• _Trecho selecionado_
* * * * * * * * *

Para Pavesi, o adiamento é um descaso do Estado com o processo. “Em 10 anos, o Paulinho aprendeu a engatinhar, andar, comer sozinho, falar, ler, escrever e amar, e em 14 anos o Estado não conseguiu preparar um promotor e fazer um julgamento”, acrescentou.
Pavesi comparou o caso com dramas de repercussão nacional, como o do menino João Hélio em 2007, da Isabella Nardoni, em 2008 e o Caso Eliza Samúdio, em que todos já foram julgados e condenados. “Até mesmo o goleiro Bruno já foi julgado e condenado e nem o corpo da vítima foi encontrado. O caso do Paulinho, com todas as provas incontestáveis existentes já dura 14 anos e tudo indica que ainda teremos que aguardar por mais outros 14 anos. Seria melhor o Estado absolver todo mundo e admitir que a impunidade faz parte do jogo”, disse.
Quatro médicos, o nefrologista Álvaro Ianhez, o anestesiologista Marco Alexandre Pacheco da Fonseca, o intensivista José Luiz Bonfitto e o neurocirurgião José Luiz Gomes da Silva, são acusados pelo Ministério Público de retirar em 2000 os órgãos do garoto Paulo Veronesi Pavesi, de 10 anos, que caiu de uma área a 10 metros do chão. O exame que apontou a morte cerebral teria sido forjado e o garoto ainda estaria vivo no momento da retirada dos órgãos. Os quatro negam qualquer irregularidade tanto nos exames quanto nos transplantes aos quais o garoto foi submetido.

* * * * * * * * *

• _Linhas extraídas_

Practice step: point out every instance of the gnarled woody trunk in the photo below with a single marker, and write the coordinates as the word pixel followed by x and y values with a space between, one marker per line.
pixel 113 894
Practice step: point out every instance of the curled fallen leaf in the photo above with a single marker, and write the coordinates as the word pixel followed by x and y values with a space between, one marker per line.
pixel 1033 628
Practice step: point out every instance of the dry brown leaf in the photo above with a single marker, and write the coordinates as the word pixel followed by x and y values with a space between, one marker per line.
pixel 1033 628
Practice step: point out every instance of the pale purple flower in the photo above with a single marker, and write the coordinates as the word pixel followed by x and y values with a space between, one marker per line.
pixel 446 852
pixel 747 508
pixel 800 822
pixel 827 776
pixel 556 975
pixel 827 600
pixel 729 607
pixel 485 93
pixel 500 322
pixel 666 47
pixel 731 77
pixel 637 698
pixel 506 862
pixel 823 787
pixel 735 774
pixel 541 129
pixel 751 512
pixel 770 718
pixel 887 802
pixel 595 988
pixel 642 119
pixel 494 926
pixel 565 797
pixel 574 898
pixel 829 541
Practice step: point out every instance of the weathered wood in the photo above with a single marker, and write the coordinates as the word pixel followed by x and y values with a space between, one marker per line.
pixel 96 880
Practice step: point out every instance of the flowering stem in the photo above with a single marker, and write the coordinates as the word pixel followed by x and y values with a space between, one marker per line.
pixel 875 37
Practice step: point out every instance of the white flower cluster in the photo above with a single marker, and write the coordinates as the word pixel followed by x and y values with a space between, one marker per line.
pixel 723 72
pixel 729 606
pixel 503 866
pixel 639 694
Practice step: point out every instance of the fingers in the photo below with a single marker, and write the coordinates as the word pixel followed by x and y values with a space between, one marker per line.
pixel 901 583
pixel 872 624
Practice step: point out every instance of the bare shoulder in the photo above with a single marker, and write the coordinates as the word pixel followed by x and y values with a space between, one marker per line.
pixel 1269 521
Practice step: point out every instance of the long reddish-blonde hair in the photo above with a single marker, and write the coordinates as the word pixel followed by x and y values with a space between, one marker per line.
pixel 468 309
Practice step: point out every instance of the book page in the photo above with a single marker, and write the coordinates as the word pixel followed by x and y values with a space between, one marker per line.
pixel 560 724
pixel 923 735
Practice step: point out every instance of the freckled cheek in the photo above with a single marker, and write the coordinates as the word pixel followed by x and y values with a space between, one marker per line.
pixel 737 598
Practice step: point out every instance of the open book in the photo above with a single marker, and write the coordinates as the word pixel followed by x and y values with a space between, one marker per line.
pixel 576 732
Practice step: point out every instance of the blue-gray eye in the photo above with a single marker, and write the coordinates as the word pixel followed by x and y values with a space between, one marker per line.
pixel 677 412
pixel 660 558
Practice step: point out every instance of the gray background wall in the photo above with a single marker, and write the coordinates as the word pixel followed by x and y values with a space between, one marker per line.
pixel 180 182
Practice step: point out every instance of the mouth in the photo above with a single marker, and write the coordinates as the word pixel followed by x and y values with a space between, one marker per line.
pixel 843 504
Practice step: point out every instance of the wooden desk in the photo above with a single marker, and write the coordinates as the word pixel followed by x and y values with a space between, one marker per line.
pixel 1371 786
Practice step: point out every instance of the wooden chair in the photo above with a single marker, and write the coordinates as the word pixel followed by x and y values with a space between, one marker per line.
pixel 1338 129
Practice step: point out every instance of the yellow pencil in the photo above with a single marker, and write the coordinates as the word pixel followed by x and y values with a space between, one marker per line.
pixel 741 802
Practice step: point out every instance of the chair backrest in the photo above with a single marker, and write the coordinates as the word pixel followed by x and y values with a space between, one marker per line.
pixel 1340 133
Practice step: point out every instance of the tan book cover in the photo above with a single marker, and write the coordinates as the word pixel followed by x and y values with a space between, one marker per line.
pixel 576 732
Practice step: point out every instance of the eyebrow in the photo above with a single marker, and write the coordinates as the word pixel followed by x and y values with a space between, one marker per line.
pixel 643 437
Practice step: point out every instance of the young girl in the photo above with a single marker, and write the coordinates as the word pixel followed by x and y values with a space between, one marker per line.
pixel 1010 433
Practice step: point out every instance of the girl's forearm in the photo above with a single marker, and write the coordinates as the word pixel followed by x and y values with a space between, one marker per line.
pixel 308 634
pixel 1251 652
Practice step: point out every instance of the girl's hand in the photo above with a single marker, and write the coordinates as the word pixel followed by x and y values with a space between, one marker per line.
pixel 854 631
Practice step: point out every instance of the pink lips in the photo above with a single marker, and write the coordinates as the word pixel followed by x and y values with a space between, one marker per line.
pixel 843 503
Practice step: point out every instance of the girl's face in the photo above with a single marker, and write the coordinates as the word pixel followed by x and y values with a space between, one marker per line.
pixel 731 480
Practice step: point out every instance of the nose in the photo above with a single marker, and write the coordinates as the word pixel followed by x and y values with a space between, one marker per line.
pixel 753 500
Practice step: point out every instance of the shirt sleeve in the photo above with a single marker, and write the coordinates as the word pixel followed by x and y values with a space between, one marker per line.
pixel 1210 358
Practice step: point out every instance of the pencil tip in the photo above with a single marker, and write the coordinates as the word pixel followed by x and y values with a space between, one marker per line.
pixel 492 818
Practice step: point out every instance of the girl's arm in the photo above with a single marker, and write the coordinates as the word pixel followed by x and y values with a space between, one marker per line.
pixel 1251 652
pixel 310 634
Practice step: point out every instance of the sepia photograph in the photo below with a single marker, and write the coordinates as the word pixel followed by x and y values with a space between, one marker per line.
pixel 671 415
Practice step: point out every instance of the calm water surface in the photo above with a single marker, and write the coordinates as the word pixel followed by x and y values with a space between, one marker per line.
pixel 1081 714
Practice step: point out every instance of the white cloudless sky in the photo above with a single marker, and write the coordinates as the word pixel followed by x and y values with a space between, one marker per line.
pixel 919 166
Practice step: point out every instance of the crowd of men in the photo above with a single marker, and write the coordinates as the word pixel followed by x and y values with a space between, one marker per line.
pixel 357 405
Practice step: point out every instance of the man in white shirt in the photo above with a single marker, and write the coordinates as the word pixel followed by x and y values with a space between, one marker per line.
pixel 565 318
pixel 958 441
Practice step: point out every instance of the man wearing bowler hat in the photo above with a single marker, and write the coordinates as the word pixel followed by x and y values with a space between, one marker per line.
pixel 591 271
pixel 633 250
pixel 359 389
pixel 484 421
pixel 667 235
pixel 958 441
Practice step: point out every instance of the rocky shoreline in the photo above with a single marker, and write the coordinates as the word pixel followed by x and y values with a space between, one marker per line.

* * * * * * * * *

• _Tarefa proposta 1_
Traduza para o inglês esta frase do trecho sobre o caso Paulinho: "O exame que apontou a morte cerebral teria sido forjado e o garoto ainda estaria vivo no momento da retirada dos órgãos."
• _Tarefa proposta 2_
Copie do trecho sobre o caso Paulinho a parte que começa em "Quatro médicos, o" e termina em "garoto foi submetido.".

• _Resolução do exercício 1_
The exam that indicated brain death was allegedly forged, and the boy was supposedly still alive at the time his organs were removed.

• _Resolução do exercício 2_
Quatro médicos, o nefrologista Álvaro Ianhez, o anestesiologista Marco Alexandre Pacheco da Fonseca, o intensivista José Luiz Bonfitto e o neurocirurgião José Luiz Gomes da Silva, são acusados pelo Ministério Público de retirar em 2000 os órgãos do garoto Paulo Veronesi Pavesi, de 10 anos, que caiu de uma área a 10 metros do chão. O exame que apontou a morte cerebral teria sido forjado e o garoto ainda estaria vivo no momento da retirada dos órgãos. Os quatro negam qualquer irregularidade tanto nos exames quanto nos transplantes aos quais o garoto foi submetido.